THE RECORDS:

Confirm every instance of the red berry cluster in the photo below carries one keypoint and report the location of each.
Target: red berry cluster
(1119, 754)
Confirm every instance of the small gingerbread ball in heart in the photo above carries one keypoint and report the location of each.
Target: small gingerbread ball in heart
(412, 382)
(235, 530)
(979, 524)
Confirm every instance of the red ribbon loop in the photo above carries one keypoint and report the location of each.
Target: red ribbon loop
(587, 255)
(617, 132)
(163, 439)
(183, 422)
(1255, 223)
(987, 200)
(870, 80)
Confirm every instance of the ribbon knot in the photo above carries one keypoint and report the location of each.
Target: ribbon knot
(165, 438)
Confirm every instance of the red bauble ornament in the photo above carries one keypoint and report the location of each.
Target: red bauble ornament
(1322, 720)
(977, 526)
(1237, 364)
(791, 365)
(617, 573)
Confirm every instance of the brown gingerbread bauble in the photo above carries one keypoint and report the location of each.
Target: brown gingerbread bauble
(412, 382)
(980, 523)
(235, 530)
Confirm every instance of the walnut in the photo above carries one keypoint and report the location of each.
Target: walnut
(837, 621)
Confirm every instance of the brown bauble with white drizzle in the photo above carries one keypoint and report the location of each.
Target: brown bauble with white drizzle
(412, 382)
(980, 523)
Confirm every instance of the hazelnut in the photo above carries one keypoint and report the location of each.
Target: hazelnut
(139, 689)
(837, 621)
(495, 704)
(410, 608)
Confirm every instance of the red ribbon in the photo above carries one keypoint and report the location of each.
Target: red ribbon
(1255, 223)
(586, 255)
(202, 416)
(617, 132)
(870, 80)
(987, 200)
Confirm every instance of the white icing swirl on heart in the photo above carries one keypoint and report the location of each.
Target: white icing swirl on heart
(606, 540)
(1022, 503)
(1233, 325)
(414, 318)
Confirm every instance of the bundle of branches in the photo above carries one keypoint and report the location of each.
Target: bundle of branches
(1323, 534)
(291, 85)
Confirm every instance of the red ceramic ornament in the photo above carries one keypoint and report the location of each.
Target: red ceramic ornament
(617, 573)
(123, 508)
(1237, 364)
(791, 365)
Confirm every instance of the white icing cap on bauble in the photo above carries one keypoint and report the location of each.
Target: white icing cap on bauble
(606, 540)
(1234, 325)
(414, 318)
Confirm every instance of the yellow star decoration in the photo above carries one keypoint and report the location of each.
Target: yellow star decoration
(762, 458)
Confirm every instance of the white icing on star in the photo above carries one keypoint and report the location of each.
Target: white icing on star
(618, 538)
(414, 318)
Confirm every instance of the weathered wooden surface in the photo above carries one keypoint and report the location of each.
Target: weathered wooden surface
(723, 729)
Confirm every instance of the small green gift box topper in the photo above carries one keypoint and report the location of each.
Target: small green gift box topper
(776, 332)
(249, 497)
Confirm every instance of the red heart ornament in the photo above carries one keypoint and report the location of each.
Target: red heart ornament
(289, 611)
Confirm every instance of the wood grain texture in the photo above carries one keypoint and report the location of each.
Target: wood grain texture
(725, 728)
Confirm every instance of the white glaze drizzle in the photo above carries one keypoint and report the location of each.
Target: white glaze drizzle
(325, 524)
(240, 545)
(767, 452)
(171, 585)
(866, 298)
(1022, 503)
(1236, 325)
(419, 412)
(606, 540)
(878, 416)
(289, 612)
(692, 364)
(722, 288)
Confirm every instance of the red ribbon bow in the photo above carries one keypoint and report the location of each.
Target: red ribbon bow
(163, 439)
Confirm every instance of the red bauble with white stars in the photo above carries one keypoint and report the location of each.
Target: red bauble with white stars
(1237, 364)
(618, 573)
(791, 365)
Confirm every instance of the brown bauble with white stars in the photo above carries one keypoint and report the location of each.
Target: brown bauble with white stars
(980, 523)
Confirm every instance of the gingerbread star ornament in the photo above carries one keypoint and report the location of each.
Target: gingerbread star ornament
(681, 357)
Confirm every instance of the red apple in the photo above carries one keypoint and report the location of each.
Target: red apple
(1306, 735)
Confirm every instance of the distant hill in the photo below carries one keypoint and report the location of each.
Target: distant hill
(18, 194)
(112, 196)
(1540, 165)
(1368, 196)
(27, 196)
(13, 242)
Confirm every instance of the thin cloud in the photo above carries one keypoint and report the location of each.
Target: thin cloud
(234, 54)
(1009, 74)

GOAL OF THE EXERCISE: Present every row above as a Markdown table with two columns, Number and Line, giving each row its number and its text. Leave out any blank lines.

ANSWER TO THE EXERCISE:
| Number | Line |
|---|---|
| 1 | Confirm every instance of the red berry cluster in the photo below carries one keypoint and report the location of each. |
| 2 | Target: red berry cluster |
| 3 | (1119, 754) |
| 4 | Confirm every instance of the small gingerbread ball in heart in the photo above carries one keypoint and report the location of each. |
| 5 | Target: small gingerbread ball in heart |
| 6 | (412, 382) |
| 7 | (235, 530) |
| 8 | (979, 524) |
| 9 | Confirm every instance of the red ribbon loop in the photo above carries one keypoint and report the location of each. |
| 10 | Target: red ribbon loop |
| 11 | (587, 255) |
| 12 | (617, 132) |
| 13 | (163, 439) |
| 14 | (183, 422) |
| 15 | (1255, 223) |
| 16 | (987, 200) |
| 17 | (870, 80) |
| 18 | Confirm every instance of the ribbon knot in the photo above carries one keypoint and report the location of each. |
| 19 | Target: ribbon knot |
| 20 | (165, 438) |
| 21 | Confirm every instance of the red bauble ornament in the photo above carries one keypoint and report the location of each. |
| 22 | Target: red bauble ornament |
| 23 | (1322, 720) |
| 24 | (977, 526) |
| 25 | (1237, 364) |
| 26 | (791, 365) |
| 27 | (617, 573) |
| 28 | Confirm every instance of the brown gingerbread bauble in the photo above carries one keypoint and report the location of each. |
| 29 | Target: brown gingerbread bauble |
| 30 | (412, 382) |
| 31 | (980, 523) |
| 32 | (235, 530) |
| 33 | Confirm every instance of the walnut in the photo above carries one keypoint and report the location of each. |
| 34 | Target: walnut |
| 35 | (837, 621) |
| 36 | Confirm every instance of the brown bauble with white drizzle in the photo above carries one keypoint and report the location of each. |
| 37 | Target: brown bauble with white drizzle |
| 38 | (412, 382) |
| 39 | (980, 523) |
| 40 | Confirm every instance of the hazelnut in the photo above carries one keypoint and report the location of each. |
| 41 | Target: hazelnut |
| 42 | (139, 689) |
| 43 | (837, 621) |
| 44 | (495, 704) |
| 45 | (410, 608) |
| 46 | Confirm every instance of the red ribbon in the photo above carries one keypoint and report the location of each. |
| 47 | Target: red ribbon |
| 48 | (1255, 223) |
| 49 | (586, 255) |
| 50 | (202, 416) |
| 51 | (617, 132) |
| 52 | (870, 80) |
| 53 | (987, 200) |
| 54 | Confirm every instance of the white icing swirl on heart in the photo above carries one keypoint and report the location of each. |
| 55 | Target: white icing swirl on heart |
| 56 | (606, 540) |
| 57 | (1022, 503) |
| 58 | (1233, 325) |
| 59 | (414, 318) |
| 60 | Confirm every instance of the bundle of branches in the photo above carries one keypoint and report the location of each. |
| 61 | Target: bundle of branches |
| 62 | (1323, 534) |
| 63 | (291, 85) |
| 64 | Confirm every instance of the red ceramic ornament in the photo above carries one keypoint and report the location of each. |
| 65 | Target: red ceramic ornament |
| 66 | (617, 573) |
| 67 | (123, 508) |
| 68 | (1237, 364) |
| 69 | (791, 365) |
| 70 | Confirm every instance of the white icing cap on bauble in the photo above carries one keypoint and report the location of each. |
| 71 | Target: white icing cap on bauble |
| 72 | (606, 540) |
| 73 | (1234, 325) |
| 74 | (414, 318) |
| 75 | Confirm every instance of the yellow star decoration in the photo above carries one keypoint and report the location of each. |
| 76 | Target: yellow star decoration |
| 77 | (762, 458) |
| 78 | Confirm every instance of the white icing on star in the photo above carries one keypoint and report the location of each. |
| 79 | Target: white icing on star |
| 80 | (618, 538) |
| 81 | (414, 318) |
| 82 | Confirm every instance of the weathered wooden surface in the photo above carries one keypoint and report the location of each. |
| 83 | Target: weathered wooden surface |
| 84 | (723, 729) |
| 85 | Confirm every instance of the small green gift box topper in the photo above carries one keypoint and report the location of each. |
| 86 | Target: small green gift box topper |
| 87 | (776, 332) |
| 88 | (249, 497) |
| 89 | Confirm every instance of the red heart ornament in the photo above carries one keypoint and report the location of each. |
| 90 | Target: red heart ornament |
| 91 | (289, 611) |
| 92 | Confirm every instance of the wood grain texture in the photo above carries one keypoint and report the location of each. |
| 93 | Target: wood grain texture |
| 94 | (725, 728) |
| 95 | Confirm every instance of the white glaze drizzle in the photo above carries one keypoint and report the location of each. |
| 96 | Target: white glaze drizzle |
| 97 | (325, 524) |
| 98 | (240, 545) |
| 99 | (767, 452) |
| 100 | (171, 585) |
| 101 | (866, 298) |
| 102 | (1022, 503) |
| 103 | (1236, 325) |
| 104 | (419, 412) |
| 105 | (606, 540) |
| 106 | (878, 416) |
| 107 | (289, 612) |
| 108 | (692, 364) |
| 109 | (722, 288) |
| 110 | Confirm every instance of the red ribbon bow in the photo above carries one keypoint and report the location of each. |
| 111 | Target: red ribbon bow |
| 112 | (163, 439) |
| 113 | Confirm every instance of the red bauble with white stars in the photo above carries one keypoint and report the location of each. |
| 114 | Target: red bauble with white stars |
| 115 | (1237, 364) |
| 116 | (618, 573) |
| 117 | (791, 365) |
| 118 | Confirm every instance of the brown bauble with white stars in the photo above carries one keypoint and report the location of each. |
| 119 | Target: brown bauble with white stars |
| 120 | (980, 523) |
| 121 | Confirm every instance of the gingerbread star ornament in the photo above carries one keypoint and report the location of each. |
| 122 | Target: gingerbread star ornament |
| 123 | (681, 357) |
| 124 | Confirm every instance of the red apple in the photo above carries one keypoint and report the location of each. |
| 125 | Target: red apple |
| 126 | (1306, 735) |
| 127 | Confirm every instance of the distant hill in the photo below carries one keypoint and report the location of each. |
| 128 | Target: distant hill |
| 129 | (18, 194) |
| 130 | (112, 196) |
| 131 | (1540, 165) |
| 132 | (1368, 196) |
| 133 | (27, 196) |
| 134 | (13, 242) |
| 135 | Confirm every instance of the thin cloud in the photo above carries one keypoint and report the location of each. |
| 136 | Target: thin cloud |
| 137 | (234, 54) |
| 138 | (1009, 74) |